In 1910 Popović began to work as a lawyer based in Zagreb, and remained there until the Second World War. During the First World War he was a deputy in the Croatian Parliament at Zagreb and was also appointed as one of Croatia's forty delegates in the Hungarian-Croatian House of Representatives in Budapest. He was well-connected in Hungarian political circles, but at the outbreak of the war in 1914, he was arrested for political reasons, to take him out of public life and weaken the Croat-Serb coalition. However, he was able to rely on his parliamentary immunity.

After the end of the First World War, Popović withdrew from the public life of the new state, the Kingdom of Serbs, Croats and Slovenes, and returned to private practice as a lawyer. He spent the last years of his life in Belgrade, exploring historical sources, especially the medieval Chronicle of the Priest of Duklja.

==Family==
Popović's parents were Stevan Popović (1839–1912) and Milica Bela Popović, formerly Nikolajević (born 1860), and he had three sisters, Ljubica, Desanka, and Milica. His paternal grandparents were Djordje Popović (1804–1860) and Daška Dafina Kacanska (1816–1889). His father and grandfather were both from Tovarnik.

Popović's sister Milica married Ivan Rikard Ivanović and was the mother of Vane Ivanović, a champion athlete and shipowner, of Daška McLean, and of a second son, Vladimir.

TO DO:
1. Do these statements agree with the Popović text? Answer yes or no for each, quoting the words that decide it.
(a) Popović worked as a lawyer in Zagreb from 1910 until the Second World War.
(b) Popović spent the last years of his life in Zagreb.
(c) Popović had two sisters.
2. What does the Popović text say in answer to each of these questions?
(a) How many delegates did Croatia have in the Hungarian-Croatian House of Representatives?
(b) Which historical source did Popović especially explore in his last years?
(c) Where were Popović's father and grandfather from?
The lines that follow the Popović text come from a separate source.

[Image-grounded pointing data]

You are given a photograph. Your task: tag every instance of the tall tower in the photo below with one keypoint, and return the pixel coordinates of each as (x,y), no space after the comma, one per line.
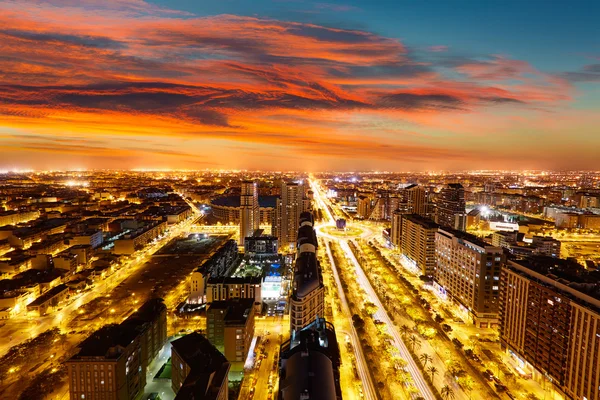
(451,207)
(288,210)
(249,210)
(416,198)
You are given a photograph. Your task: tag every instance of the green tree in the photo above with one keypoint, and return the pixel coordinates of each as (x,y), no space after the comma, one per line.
(425,359)
(432,370)
(414,342)
(447,393)
(404,330)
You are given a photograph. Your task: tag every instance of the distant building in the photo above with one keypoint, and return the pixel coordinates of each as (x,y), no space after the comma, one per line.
(504,239)
(468,270)
(547,246)
(418,242)
(227,209)
(417,201)
(230,328)
(199,370)
(261,245)
(249,210)
(451,207)
(225,288)
(288,210)
(112,362)
(340,223)
(17,217)
(363,207)
(473,218)
(137,239)
(308,293)
(216,266)
(93,238)
(48,301)
(310,363)
(396,229)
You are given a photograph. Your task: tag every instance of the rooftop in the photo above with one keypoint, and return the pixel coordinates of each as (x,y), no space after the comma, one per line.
(253,280)
(208,367)
(465,236)
(234,201)
(566,272)
(424,222)
(236,310)
(307,274)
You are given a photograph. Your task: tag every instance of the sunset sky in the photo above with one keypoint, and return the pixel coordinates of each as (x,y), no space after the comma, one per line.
(300,85)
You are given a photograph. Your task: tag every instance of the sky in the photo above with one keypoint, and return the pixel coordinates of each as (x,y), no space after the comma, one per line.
(300,85)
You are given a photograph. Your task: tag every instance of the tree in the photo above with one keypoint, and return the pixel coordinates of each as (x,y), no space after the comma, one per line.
(404,330)
(432,370)
(425,358)
(414,341)
(447,392)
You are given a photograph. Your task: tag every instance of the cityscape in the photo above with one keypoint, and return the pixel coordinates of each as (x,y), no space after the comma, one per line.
(299,200)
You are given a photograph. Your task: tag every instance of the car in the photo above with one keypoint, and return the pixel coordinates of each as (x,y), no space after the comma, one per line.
(500,387)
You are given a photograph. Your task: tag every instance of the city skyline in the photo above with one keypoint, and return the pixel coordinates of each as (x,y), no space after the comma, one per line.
(341,86)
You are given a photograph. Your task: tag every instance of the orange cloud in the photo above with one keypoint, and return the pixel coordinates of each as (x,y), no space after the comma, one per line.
(143,71)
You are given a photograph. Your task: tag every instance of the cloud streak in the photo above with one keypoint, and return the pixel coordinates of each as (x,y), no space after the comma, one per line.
(141,70)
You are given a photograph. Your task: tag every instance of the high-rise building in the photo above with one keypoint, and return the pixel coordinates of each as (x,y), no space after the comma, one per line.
(418,242)
(363,207)
(199,370)
(310,364)
(550,323)
(468,270)
(308,293)
(288,209)
(249,210)
(396,230)
(112,362)
(416,200)
(451,211)
(230,328)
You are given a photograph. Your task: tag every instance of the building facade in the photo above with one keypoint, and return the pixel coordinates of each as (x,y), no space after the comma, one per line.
(308,293)
(226,288)
(249,210)
(468,270)
(288,209)
(418,242)
(550,323)
(111,364)
(451,205)
(230,328)
(199,370)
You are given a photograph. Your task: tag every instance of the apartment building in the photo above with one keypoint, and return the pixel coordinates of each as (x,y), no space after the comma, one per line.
(468,271)
(418,242)
(111,364)
(199,370)
(550,323)
(230,328)
(308,293)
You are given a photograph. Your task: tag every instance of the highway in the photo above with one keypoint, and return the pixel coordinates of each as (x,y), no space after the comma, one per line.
(381,313)
(362,366)
(23,328)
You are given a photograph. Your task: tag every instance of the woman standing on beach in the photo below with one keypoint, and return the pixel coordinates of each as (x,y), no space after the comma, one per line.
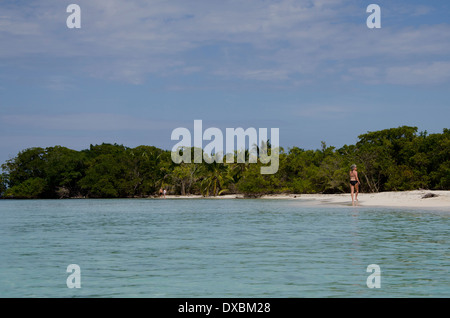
(354,182)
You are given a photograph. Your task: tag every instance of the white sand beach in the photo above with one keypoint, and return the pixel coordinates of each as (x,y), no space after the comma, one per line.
(416,198)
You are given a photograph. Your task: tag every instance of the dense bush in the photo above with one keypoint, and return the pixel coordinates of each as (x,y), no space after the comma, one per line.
(388,160)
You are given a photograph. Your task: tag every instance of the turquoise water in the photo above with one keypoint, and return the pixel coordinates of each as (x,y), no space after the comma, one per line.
(220,248)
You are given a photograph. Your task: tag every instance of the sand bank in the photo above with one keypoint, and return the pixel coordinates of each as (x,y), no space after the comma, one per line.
(416,198)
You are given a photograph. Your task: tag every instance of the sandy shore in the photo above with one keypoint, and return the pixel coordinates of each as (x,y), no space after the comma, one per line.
(415,198)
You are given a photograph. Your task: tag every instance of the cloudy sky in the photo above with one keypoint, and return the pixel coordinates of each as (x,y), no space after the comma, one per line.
(136,70)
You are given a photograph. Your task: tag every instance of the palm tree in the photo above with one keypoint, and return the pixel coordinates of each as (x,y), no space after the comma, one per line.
(215,175)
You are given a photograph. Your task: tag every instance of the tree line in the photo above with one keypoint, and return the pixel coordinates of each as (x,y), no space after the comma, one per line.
(393,159)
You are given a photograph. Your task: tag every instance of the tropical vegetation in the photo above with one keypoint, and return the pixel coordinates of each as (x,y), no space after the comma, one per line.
(393,159)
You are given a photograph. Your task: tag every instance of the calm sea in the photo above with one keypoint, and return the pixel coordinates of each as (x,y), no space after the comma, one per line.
(220,248)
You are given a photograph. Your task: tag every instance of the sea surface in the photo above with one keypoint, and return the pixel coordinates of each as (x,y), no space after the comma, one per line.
(177,248)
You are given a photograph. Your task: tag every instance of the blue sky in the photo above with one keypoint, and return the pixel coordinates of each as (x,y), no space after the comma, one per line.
(136,70)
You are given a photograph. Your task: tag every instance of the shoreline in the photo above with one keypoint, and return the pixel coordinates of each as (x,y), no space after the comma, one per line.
(412,198)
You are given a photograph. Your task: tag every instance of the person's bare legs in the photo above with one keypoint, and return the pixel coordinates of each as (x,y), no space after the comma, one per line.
(352,190)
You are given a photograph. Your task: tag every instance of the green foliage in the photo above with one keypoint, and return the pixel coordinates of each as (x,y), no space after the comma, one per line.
(388,160)
(29,189)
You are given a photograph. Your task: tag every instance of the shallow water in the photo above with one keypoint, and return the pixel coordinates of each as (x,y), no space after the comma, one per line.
(220,248)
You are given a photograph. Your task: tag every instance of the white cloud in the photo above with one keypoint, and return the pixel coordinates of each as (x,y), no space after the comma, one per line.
(83,122)
(256,40)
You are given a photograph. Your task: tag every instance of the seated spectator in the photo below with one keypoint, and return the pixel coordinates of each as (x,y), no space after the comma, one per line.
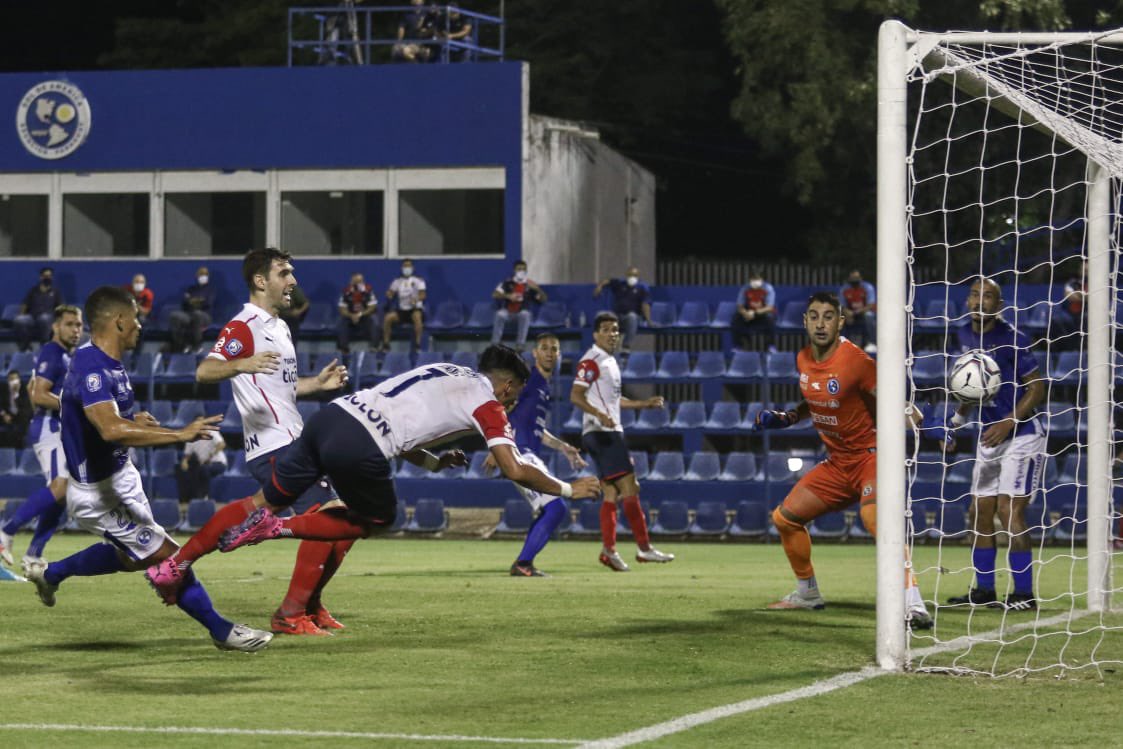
(297,311)
(357,306)
(859,304)
(189,322)
(417,28)
(631,301)
(37,312)
(15,411)
(513,298)
(404,303)
(756,312)
(202,460)
(144,295)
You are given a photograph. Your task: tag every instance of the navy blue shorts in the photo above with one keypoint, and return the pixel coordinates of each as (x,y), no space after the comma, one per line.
(334,444)
(610,454)
(321,492)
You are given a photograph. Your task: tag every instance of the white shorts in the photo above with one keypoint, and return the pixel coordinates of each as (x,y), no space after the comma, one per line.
(117,510)
(537,499)
(49,453)
(1013,468)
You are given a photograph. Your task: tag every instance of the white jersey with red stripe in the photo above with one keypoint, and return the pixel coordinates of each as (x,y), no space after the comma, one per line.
(600,373)
(429,405)
(267,402)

ACTIVITY ANSWERS:
1.
(a) Yes: "In 1910 Popović began to work as a lawyer based in Zagreb, and remained there until the Second World War."
(b) No: "He spent the last years of his life in Belgrade"
(c) No: "he had three sisters, Ljubica, Desanka, and Milica"

2.
(a) Forty.
(b) The medieval Chronicle of the Priest of Duklja.
(c) Tovarnik.